Work instructions
State how many of the lines below contain the string "wheel", with case counting. Reply with the number alone.

Supplied data

>> start

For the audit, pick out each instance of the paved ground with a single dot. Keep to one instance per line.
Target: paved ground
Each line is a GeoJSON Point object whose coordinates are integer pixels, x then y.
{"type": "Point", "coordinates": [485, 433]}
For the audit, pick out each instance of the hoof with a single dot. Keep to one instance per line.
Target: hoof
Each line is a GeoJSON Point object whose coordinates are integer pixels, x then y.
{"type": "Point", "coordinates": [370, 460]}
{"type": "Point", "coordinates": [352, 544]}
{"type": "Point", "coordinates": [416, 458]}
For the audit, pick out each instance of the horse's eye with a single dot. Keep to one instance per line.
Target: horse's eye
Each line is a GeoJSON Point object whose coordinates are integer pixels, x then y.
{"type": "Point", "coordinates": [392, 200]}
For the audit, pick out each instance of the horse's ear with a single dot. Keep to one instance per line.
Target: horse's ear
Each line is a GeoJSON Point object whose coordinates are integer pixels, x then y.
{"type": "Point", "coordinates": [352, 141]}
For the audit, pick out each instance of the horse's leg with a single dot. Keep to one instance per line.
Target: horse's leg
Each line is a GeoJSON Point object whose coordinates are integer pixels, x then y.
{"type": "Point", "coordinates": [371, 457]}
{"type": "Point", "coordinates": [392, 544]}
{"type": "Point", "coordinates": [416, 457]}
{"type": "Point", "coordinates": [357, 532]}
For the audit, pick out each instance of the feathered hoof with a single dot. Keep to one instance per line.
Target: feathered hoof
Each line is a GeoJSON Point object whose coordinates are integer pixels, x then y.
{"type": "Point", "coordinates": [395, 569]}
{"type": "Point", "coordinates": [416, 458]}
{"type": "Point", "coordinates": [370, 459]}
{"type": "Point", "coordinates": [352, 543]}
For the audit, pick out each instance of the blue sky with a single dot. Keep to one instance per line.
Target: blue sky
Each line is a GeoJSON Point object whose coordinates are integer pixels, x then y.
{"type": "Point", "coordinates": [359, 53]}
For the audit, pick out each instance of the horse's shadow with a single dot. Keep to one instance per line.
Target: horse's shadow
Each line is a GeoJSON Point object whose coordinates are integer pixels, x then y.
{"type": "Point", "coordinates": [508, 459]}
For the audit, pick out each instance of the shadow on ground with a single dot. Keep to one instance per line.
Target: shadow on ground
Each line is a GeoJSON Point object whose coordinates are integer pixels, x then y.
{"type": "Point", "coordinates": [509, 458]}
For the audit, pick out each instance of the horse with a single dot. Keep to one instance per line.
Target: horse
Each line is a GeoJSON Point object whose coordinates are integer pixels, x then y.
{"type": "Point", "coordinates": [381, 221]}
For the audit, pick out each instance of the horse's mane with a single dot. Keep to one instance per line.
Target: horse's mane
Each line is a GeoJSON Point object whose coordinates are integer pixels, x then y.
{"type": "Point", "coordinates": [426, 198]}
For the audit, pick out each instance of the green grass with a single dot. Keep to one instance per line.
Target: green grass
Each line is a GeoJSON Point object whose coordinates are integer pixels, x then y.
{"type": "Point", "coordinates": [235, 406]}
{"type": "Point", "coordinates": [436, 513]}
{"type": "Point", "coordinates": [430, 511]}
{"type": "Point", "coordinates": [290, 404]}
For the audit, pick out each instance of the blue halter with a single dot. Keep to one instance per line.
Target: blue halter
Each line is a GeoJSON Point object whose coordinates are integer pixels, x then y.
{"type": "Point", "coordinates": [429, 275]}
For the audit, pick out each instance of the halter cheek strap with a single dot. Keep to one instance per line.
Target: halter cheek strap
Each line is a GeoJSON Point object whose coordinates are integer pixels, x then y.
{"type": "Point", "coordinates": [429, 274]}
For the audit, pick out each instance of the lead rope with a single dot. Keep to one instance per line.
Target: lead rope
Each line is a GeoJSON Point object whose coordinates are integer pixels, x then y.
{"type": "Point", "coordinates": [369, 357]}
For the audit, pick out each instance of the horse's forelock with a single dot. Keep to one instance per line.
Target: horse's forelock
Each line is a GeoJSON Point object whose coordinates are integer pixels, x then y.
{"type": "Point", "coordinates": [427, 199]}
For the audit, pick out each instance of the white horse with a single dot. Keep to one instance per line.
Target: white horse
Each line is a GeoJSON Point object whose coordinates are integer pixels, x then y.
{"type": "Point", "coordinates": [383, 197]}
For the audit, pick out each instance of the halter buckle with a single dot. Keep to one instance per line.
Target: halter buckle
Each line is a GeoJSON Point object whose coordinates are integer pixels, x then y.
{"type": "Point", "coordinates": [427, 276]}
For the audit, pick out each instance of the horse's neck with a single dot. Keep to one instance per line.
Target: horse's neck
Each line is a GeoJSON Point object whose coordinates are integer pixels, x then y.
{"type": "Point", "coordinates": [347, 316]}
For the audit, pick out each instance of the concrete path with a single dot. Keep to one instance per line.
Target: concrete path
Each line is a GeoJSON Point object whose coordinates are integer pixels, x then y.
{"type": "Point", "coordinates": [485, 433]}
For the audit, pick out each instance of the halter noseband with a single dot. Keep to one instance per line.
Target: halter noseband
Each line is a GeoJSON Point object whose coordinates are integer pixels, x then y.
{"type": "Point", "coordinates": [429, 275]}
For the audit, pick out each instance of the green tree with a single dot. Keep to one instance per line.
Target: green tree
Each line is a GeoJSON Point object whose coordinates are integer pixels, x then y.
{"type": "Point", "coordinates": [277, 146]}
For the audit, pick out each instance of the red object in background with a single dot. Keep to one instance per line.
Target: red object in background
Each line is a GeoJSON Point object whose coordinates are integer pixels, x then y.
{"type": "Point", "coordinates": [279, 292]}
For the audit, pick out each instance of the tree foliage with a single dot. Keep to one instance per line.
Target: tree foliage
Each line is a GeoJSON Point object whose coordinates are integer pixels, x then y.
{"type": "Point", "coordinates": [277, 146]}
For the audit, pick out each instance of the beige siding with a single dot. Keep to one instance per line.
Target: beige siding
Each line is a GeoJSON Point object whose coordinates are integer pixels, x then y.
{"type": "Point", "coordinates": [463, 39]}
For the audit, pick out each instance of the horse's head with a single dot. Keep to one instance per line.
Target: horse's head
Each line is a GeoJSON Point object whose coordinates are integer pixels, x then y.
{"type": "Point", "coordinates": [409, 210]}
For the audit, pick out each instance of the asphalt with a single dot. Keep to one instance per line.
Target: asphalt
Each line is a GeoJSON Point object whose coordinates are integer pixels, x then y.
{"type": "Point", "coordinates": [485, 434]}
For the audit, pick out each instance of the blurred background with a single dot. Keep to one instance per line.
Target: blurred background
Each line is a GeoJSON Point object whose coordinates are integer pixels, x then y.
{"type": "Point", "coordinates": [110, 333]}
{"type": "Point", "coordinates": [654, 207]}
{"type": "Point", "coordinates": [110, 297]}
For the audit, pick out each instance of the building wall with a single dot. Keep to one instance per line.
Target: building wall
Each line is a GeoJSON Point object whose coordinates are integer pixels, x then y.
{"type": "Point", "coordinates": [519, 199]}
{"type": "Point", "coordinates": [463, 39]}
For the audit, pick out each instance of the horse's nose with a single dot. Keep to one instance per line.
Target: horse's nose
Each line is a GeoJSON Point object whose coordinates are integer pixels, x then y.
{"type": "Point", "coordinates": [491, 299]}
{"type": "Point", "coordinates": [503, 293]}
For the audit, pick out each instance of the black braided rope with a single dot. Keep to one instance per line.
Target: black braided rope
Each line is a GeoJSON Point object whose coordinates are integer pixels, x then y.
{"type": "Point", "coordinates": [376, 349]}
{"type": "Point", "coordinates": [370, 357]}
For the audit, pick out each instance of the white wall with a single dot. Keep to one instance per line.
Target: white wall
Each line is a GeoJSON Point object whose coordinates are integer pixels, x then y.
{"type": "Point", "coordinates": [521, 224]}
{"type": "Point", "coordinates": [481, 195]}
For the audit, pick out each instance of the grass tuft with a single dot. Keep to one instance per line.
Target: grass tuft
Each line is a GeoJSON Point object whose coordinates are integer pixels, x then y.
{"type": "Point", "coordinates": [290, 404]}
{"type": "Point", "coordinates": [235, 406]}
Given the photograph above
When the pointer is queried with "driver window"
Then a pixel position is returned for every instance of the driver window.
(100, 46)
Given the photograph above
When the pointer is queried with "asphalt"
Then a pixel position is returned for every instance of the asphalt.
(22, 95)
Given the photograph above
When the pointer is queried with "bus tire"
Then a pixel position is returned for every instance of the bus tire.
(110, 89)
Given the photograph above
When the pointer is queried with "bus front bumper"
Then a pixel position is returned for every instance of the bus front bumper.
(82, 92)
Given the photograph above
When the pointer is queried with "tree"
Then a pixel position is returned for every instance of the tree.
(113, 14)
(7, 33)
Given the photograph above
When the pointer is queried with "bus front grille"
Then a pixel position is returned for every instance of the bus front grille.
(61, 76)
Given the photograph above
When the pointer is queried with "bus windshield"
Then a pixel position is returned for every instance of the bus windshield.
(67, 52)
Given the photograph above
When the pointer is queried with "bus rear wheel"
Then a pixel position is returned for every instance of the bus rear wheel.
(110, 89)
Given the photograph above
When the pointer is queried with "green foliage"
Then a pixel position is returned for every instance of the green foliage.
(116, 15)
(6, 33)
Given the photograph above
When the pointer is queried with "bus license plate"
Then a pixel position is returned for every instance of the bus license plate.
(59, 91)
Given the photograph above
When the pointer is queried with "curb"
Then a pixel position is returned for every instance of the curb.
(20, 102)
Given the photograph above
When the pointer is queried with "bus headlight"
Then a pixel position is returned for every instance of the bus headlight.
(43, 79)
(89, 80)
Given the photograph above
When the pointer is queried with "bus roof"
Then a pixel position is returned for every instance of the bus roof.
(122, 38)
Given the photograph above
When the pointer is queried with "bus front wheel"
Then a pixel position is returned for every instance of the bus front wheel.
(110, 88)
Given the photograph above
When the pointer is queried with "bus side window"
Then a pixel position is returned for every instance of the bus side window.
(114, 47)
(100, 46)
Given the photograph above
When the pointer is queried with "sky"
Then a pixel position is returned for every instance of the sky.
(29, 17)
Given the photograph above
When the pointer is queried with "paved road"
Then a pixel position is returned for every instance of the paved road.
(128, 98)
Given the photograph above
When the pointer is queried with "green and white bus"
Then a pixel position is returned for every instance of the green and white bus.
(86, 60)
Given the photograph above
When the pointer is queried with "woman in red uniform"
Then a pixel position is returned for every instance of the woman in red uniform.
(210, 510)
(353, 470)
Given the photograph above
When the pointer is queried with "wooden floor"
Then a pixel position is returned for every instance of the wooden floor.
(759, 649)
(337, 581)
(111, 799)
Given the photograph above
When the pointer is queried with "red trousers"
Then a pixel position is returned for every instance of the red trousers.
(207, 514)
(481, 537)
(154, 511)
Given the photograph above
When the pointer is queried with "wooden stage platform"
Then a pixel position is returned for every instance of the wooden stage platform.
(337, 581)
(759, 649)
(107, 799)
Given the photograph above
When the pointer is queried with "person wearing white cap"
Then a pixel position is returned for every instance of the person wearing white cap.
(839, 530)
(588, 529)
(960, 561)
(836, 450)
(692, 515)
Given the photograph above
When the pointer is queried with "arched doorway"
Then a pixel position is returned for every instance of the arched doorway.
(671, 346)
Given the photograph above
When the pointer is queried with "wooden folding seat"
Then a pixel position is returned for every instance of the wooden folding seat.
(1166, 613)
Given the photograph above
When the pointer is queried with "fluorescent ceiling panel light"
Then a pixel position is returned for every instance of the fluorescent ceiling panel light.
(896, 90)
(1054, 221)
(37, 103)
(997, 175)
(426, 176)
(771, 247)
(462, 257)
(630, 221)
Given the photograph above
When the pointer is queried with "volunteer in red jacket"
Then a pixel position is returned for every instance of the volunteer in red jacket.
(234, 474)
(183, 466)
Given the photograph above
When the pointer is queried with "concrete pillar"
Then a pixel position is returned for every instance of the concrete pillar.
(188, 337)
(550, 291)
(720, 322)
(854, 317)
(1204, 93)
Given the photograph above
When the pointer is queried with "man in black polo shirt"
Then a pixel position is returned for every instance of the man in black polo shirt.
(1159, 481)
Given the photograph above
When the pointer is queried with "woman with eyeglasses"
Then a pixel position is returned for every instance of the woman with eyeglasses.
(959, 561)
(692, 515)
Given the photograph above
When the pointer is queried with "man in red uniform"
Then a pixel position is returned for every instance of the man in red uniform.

>> end

Exercise output
4